EXCERPTED PASSAGE:
------------------------------------

Intensity: continuous mono (a.k.a diotic) white noise was presented throughout a trial so that a stereo (a.k.a dichotic) signal of uncorrelated white noise could be presented to both ears. This allows for an easy to detect signal regardless of whether the intensity increases (+Δ dB) or remains the same (0Δ dB).

Contingency: contingency refers to the relationship between the signal and target in an experiment. If the presentation of a signal reliably predicts the presentation of a target, such that the signal and target alternate presentation, it is a contingent (C) design. If the signal and target are randomly presented and have no predictable relationship, it is a non-contingent design (NC). This allows for the control over the learned relationship between signal-target presentation.

------------------------------------

SUPPLIED RECORDS:

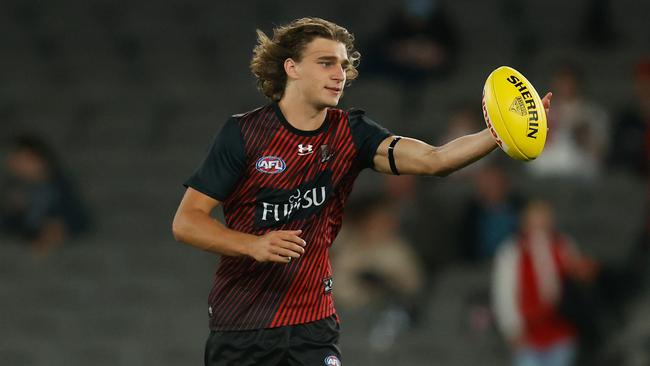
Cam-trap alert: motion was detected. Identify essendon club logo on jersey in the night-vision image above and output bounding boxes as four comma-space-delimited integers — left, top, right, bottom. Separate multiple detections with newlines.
255, 156, 287, 174
298, 144, 314, 156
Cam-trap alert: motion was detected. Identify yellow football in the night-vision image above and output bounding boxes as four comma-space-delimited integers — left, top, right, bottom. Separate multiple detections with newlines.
483, 66, 547, 161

------------------------------------

DIRECTIONS FOR THIS TASK: Copy out the passage on intensity and contingency above, word for word and in full.

FINISHED TASK:
Intensity: continuous mono (a.k.a diotic) white noise was presented throughout a trial so that a stereo (a.k.a dichotic) signal of uncorrelated white noise could be presented to both ears. This allows for an easy to detect signal regardless of whether the intensity increases (+Δ dB) or remains the same (0Δ dB).

Contingency: contingency refers to the relationship between the signal and target in an experiment. If the presentation of a signal reliably predicts the presentation of a target, such that the signal and target alternate presentation, it is a contingent (C) design. If the signal and target are randomly presented and have no predictable relationship, it is a non-contingent design (NC). This allows for the control over the learned relationship between signal-target presentation.